**Provided entries:**
[Start of Attachment]
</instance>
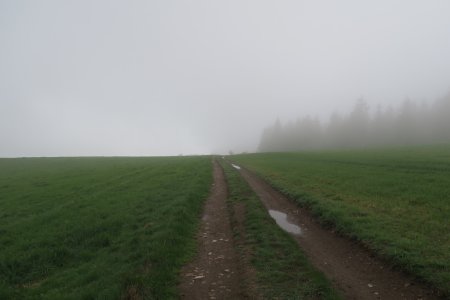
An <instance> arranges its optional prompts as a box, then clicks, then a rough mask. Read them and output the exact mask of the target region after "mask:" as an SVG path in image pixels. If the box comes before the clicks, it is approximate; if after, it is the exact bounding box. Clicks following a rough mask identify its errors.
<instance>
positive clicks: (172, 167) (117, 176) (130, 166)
mask: <svg viewBox="0 0 450 300" xmlns="http://www.w3.org/2000/svg"><path fill="white" fill-rule="evenodd" d="M211 182H212V175H211V162H210V158H209V157H172V158H25V159H0V245H1V247H0V299H118V298H121V297H126V296H127V295H128V294H132V295H140V296H142V297H143V298H144V299H170V298H176V297H177V294H176V292H177V291H176V285H177V280H178V273H179V270H180V268H181V266H182V265H183V264H184V263H186V262H187V261H188V260H189V258H190V257H191V256H192V255H193V253H194V251H195V238H194V235H195V233H196V230H197V228H198V223H199V216H200V214H201V209H202V205H203V202H204V200H205V199H206V198H207V195H208V193H209V189H210V184H211Z"/></svg>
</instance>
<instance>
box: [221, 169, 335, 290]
[End of Attachment]
**Problem details:**
Quote the listing above word for word, leaving out the picture.

**Exercise output:**
</instance>
An <instance> arranges its optional prompts as a box, then clicks, then a rough mask. Read them and output the exact mask of the target region after "mask:" as an SVG path in image pixels. If the box comes before the clicks, it is approximate; if after, it is the exact bounding box. Clicks following a rough mask identify its errors.
<instance>
positive clicks: (172, 167) (117, 176) (130, 166)
mask: <svg viewBox="0 0 450 300" xmlns="http://www.w3.org/2000/svg"><path fill="white" fill-rule="evenodd" d="M211 182H212V175H211V162H210V158H209V157H172V158H25V159H0V245H1V247H0V299H118V298H121V297H126V296H127V295H128V294H132V295H140V296H142V297H143V298H144V299H170V298H176V297H177V294H176V292H177V291H176V285H177V280H178V273H179V270H180V268H181V266H182V265H183V264H184V263H186V262H187V261H188V260H189V258H190V257H191V256H192V255H193V253H194V251H195V238H194V235H195V233H196V230H197V228H198V223H199V216H200V214H201V209H202V205H203V202H204V200H205V199H206V198H207V195H208V193H209V189H210V184H211Z"/></svg>
</instance>
<instance>
box: [221, 169, 335, 290]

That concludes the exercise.